* [Exercise inputs]:
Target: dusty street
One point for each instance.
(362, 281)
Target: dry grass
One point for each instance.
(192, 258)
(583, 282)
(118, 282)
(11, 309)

* [What is expected]:
Reproduce all of the data above line for line, without altering anything.

* [Output]:
Target: dusty street
One point for each instance.
(362, 281)
Target: dry grass
One point for each instance.
(192, 258)
(583, 282)
(118, 282)
(11, 309)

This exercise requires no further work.